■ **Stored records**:
● ● ●
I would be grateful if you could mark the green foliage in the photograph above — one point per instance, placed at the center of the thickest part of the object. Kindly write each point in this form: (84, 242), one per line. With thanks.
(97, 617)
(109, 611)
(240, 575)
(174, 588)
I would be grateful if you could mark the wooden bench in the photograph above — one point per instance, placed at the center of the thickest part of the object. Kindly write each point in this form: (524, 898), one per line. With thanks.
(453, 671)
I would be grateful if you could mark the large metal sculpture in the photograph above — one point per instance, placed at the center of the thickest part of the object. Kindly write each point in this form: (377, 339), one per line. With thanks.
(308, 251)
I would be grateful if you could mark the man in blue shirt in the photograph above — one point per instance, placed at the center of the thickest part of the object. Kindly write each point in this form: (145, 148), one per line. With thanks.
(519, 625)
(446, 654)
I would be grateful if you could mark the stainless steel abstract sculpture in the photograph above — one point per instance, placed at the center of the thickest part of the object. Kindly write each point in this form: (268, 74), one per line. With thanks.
● ● ●
■ **Work task**: Each entry above should be written again exactly.

■ **Output for this exercise**:
I would be grateful if you could mark the green foliage in the photograph above — one point per instance, placed at the center of the thickest part of the object. Kindly write each point in this form: (84, 242), one per line. With thanks.
(97, 617)
(109, 611)
(240, 575)
(174, 588)
I would be grateful if you could mark the wooden bench in the photograph above — one point per instance, placed at the center of the thickest part of the object. Kindly write each point in this form: (524, 898), one per line. With thanks.
(453, 671)
I would be grateful if you could mark the large metal sculpture in the photograph above — one point per instance, placed at the center of the thickest part of the object. Kindly write each point in this form: (377, 339), one per line. With thanks.
(308, 251)
I would be grateful if you could mark the man in blue shirt in the photograph above — one point per instance, placed at the center of the thickest part of the object. Kindly write each point in this form: (145, 148), one per line. With thanks.
(519, 625)
(446, 654)
I would be grateful if you could mark the stainless steel abstract sculpture in the photograph above — one point per instance, placed at the center of the thickest part of the object. Kindly write each point in this form: (268, 74), one per line. With thanks.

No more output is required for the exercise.